→ EXERCISE PROMPT: In the report summaries on urban green space below, why did the first report judge the situation of parks to be a poor state of affairs? Answer in one to three sentences.

start DOCUMENT EXTRACT

This report highlighted that parks had no national agency, no single source of strategic guidance and no individual to raise the profile of the plight of open spaces. It found this a poor state of affairs given the role of green space in contributing to an individual's and community's well-being and regeneration. It urged councils to integrate dedicated plans for parks and open spaces into their cultural and community strategies. The report has been part of the movement towards a better understanding and promotion of the role of urban parks in our community life.

Green Spaces Investigative Committee (London Assembly, 2001)


The importance of open spaces to Londoners was reflected by the report of the above committee, which took evidence with a view to examining threats and opportunities in relation to green belt and open spaces in London. It pointed out that 1,000 hectares of green space in London were lost to development in 1989-99, which was compounded by neglect, low political priority and decreasing resources. It advocated a strategic vision for green space in the London Plan, and the establishment of a London forum for green space. It pointed out the pressure for development of green space and advocated protection. It regretted the piecemeal loss of green space to development, and the lack of a strategic overview. It deplored the purposeful neglect of green space in order to increase the chance of its development, including, sometimes unwittingly, by local authorities. It considered local participation essential.

Improving Urban Parks, Play Areas and Green Spaces (Urban Research Report. DTLR, 2002)


This report set out the findings of research carried out to inform the work of the Urban Green Spaces Taskforce, which was set up to advise the Government on proposals for improving the quality of urban parks, play areas and green spaces.

end DOCUMENT EXTRACT
start GIVEN INFORMATION

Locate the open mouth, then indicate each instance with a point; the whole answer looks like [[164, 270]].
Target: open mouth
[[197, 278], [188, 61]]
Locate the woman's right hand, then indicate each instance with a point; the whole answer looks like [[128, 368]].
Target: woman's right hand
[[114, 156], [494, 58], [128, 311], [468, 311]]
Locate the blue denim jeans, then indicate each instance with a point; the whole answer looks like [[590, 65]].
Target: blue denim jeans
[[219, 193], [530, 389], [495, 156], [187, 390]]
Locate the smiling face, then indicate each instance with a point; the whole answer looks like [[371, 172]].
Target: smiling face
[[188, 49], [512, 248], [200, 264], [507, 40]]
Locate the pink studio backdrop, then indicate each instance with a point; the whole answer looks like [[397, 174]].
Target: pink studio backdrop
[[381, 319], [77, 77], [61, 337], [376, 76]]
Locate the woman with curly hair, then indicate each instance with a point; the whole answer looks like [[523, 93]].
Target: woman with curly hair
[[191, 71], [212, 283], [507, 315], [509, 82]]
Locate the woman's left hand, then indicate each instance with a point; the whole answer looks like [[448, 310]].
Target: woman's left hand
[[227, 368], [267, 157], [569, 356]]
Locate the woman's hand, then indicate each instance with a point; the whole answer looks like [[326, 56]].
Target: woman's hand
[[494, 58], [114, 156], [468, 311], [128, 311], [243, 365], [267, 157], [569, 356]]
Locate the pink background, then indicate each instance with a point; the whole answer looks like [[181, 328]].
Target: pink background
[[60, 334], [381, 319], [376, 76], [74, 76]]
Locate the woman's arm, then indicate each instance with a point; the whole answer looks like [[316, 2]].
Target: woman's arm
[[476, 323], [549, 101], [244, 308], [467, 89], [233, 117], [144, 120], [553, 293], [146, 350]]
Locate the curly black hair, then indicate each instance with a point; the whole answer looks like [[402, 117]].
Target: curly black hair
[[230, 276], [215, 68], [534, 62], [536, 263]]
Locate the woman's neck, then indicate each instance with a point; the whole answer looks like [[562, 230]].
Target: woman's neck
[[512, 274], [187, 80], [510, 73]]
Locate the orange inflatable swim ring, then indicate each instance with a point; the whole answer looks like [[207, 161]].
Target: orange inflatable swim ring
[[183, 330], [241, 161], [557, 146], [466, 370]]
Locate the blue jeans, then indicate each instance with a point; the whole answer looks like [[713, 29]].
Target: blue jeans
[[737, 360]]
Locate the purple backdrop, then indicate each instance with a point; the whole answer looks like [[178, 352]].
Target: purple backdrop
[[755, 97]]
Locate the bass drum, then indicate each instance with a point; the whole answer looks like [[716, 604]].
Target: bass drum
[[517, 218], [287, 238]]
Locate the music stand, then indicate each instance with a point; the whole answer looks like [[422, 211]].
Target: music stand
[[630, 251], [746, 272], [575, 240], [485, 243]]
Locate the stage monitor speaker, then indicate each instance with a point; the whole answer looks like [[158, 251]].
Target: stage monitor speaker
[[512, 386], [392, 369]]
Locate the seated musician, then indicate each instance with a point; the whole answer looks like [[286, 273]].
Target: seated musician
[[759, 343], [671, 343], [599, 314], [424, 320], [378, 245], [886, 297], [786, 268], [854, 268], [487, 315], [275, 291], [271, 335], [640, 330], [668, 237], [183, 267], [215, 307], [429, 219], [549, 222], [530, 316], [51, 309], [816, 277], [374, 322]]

end GIVEN INFORMATION

→ RESPONSE BELOW: The report judged it a poor state of affairs because green space contributes to the well-being and regeneration of individuals and communities. Even so, parks had no national agency, no single source of strategic guidance and no individual to raise the profile of the plight of open spaces.